%%

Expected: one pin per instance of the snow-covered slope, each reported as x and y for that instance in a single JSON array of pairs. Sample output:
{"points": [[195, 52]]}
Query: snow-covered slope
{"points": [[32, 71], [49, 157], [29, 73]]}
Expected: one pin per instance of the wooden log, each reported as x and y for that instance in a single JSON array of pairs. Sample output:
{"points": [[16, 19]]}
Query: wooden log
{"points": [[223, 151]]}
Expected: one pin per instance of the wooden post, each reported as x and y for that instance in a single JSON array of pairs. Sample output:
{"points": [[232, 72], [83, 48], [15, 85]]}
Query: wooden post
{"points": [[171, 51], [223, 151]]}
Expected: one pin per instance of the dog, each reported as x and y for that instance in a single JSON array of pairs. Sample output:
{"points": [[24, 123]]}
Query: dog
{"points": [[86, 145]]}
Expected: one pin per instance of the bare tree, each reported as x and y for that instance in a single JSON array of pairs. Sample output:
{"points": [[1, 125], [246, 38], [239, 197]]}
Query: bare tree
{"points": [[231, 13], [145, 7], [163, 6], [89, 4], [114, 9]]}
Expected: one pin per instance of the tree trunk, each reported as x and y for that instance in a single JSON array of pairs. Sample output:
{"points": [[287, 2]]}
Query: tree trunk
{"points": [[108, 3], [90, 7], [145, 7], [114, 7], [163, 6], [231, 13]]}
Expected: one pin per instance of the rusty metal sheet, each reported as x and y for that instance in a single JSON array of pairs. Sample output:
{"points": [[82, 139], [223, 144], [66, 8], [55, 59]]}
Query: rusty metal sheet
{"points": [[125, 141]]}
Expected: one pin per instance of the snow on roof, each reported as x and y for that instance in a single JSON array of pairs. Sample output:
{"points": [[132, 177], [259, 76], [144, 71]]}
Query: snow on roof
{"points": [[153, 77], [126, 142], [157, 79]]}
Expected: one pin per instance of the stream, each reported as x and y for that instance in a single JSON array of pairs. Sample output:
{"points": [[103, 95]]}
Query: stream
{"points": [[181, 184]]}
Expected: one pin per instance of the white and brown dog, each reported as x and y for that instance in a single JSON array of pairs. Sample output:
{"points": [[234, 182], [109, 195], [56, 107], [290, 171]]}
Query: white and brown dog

%%

Say how many lines of the data hold the string "white". Reply with the number alone.

▶ **Response to the exercise**
2